Task = Which of the lines below contain the word "blue"? Report each one in full.

Record set =
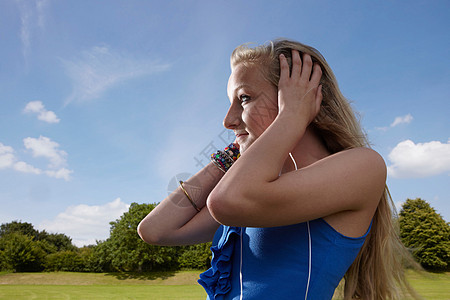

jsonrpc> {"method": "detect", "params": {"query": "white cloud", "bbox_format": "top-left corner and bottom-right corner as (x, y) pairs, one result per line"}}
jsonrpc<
(388, 140), (450, 178)
(375, 114), (414, 131)
(391, 114), (413, 127)
(38, 198), (130, 247)
(0, 143), (15, 169)
(45, 168), (73, 181)
(23, 101), (60, 123)
(23, 136), (67, 169)
(62, 46), (170, 104)
(14, 161), (42, 175)
(0, 143), (42, 174)
(0, 136), (73, 181)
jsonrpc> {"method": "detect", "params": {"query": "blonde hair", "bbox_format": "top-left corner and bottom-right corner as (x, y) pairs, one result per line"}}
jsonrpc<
(231, 40), (418, 300)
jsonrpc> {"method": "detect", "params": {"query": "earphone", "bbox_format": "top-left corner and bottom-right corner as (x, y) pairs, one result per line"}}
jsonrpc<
(239, 153), (312, 300)
(289, 153), (311, 300)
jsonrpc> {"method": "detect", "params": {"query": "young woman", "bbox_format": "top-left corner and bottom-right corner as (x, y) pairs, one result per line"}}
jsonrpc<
(138, 40), (418, 299)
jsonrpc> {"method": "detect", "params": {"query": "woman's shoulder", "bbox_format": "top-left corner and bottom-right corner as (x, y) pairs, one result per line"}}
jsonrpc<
(325, 147), (387, 176)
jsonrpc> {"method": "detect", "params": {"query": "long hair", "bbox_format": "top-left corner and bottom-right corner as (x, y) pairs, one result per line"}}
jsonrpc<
(231, 40), (418, 300)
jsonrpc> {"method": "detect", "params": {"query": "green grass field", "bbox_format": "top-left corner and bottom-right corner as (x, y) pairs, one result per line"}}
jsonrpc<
(0, 271), (450, 300)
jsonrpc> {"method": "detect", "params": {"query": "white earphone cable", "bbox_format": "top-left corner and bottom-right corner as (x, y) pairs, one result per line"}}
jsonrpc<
(289, 153), (311, 300)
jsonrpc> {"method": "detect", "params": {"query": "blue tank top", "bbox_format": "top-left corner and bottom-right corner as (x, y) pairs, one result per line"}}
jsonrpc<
(199, 219), (370, 300)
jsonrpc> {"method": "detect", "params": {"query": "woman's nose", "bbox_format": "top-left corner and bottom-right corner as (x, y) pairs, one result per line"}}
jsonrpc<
(223, 104), (242, 129)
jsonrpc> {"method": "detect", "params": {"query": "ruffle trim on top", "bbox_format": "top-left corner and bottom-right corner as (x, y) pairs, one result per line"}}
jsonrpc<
(198, 226), (241, 300)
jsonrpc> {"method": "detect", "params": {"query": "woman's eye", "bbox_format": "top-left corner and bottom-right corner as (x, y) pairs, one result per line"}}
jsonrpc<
(239, 95), (250, 103)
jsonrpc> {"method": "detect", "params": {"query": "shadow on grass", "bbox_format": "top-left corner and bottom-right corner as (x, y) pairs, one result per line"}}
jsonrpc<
(105, 271), (176, 280)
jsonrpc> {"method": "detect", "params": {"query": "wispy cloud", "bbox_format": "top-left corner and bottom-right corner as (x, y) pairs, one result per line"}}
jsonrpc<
(0, 143), (16, 169)
(62, 46), (170, 105)
(376, 114), (414, 131)
(388, 140), (450, 178)
(23, 136), (67, 169)
(391, 114), (413, 127)
(23, 101), (60, 123)
(0, 136), (73, 181)
(38, 198), (130, 247)
(0, 143), (42, 174)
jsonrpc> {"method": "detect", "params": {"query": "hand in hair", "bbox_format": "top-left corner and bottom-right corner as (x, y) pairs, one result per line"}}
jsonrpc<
(278, 50), (322, 126)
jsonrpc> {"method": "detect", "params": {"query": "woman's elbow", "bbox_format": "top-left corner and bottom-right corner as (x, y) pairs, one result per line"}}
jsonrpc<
(206, 191), (243, 226)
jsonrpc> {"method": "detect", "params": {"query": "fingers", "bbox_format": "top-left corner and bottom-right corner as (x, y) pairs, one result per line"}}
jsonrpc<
(291, 49), (302, 78)
(311, 64), (322, 86)
(300, 53), (312, 82)
(280, 54), (289, 82)
(279, 50), (322, 86)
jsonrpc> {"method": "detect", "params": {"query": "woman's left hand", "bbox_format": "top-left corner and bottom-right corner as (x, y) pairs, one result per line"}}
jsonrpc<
(278, 50), (322, 126)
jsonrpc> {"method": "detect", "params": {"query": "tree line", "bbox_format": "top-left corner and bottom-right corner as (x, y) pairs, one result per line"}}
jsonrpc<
(0, 198), (450, 272)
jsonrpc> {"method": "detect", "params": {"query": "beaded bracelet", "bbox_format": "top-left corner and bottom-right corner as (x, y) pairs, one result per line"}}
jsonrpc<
(211, 143), (241, 173)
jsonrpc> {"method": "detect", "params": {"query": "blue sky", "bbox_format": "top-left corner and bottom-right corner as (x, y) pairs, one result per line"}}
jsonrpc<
(0, 0), (450, 246)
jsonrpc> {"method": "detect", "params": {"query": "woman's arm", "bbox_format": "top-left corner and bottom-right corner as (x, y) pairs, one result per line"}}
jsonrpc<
(138, 163), (224, 246)
(207, 51), (386, 227)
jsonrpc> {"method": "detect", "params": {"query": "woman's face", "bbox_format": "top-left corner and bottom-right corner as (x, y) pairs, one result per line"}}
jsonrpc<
(223, 63), (278, 152)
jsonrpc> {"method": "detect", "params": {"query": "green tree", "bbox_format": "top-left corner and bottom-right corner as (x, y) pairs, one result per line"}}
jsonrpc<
(0, 221), (39, 237)
(0, 232), (46, 272)
(399, 198), (450, 270)
(178, 243), (212, 270)
(97, 203), (179, 272)
(37, 230), (77, 252)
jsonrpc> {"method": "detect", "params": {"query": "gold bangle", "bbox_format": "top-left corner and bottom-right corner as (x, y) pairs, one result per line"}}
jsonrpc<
(180, 180), (200, 212)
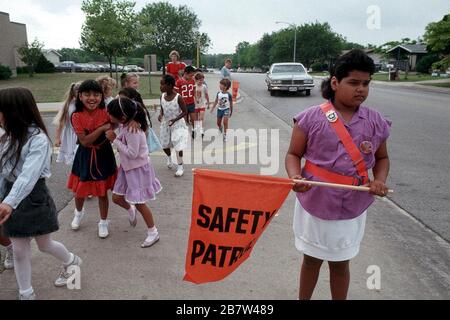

Problem solution =
jsonrpc> {"method": "detect", "params": {"query": "blue tank top", "bbox_format": "top-left corner and bottom-right corner as (x, y) pairs, one result per line"}}
jsonrpc> {"method": "detect", "params": {"query": "blue sky", "bbox_format": "top-left corner and bottom-right corner as (x, y) pairs, one result per line"}}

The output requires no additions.